## Exercise data
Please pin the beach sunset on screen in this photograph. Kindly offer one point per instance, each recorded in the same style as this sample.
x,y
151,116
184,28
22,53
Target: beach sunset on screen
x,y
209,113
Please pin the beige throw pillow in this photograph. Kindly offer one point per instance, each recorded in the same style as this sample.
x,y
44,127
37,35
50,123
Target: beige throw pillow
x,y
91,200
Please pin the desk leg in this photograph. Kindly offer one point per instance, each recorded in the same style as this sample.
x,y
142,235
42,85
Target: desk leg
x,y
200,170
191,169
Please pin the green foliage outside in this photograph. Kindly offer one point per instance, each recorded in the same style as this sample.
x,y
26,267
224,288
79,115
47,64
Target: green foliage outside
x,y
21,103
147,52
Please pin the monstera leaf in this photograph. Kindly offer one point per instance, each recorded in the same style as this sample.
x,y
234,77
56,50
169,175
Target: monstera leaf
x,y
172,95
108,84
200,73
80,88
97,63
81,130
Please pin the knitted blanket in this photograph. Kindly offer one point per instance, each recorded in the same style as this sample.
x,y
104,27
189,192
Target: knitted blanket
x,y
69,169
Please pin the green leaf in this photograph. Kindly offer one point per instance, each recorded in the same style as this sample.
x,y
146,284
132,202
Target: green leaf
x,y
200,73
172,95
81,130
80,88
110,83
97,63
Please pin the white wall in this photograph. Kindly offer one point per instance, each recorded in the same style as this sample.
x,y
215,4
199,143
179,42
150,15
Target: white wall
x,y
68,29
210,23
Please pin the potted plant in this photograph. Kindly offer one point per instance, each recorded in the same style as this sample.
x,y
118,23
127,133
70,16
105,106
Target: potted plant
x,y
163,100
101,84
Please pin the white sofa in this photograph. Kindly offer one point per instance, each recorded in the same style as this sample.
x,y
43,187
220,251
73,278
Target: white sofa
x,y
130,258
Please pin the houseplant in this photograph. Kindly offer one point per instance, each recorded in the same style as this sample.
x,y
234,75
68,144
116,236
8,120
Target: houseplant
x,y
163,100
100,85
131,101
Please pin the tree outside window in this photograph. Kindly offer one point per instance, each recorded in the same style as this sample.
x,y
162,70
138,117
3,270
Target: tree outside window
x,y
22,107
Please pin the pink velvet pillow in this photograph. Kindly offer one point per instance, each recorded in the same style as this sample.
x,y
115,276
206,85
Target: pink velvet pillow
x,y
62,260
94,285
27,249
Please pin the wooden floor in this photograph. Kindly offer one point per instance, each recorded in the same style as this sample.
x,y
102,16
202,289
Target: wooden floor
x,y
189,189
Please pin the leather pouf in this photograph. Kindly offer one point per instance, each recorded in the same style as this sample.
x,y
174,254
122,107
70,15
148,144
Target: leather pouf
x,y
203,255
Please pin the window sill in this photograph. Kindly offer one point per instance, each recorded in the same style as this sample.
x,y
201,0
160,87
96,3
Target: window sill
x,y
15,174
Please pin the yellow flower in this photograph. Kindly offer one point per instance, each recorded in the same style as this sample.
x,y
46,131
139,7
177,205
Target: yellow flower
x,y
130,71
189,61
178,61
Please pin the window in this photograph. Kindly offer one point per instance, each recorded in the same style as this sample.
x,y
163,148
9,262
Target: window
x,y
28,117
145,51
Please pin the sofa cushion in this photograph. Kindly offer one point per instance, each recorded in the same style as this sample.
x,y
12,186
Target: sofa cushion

## Task instructions
Working from the entries above, filter out every line that lacks "cushion" and copy what remains.

## Expected answer
Please pin the sofa cushion in this photograph. Kindly offer one point per instance, each recorded in the same style as this sample.
Target: sofa cushion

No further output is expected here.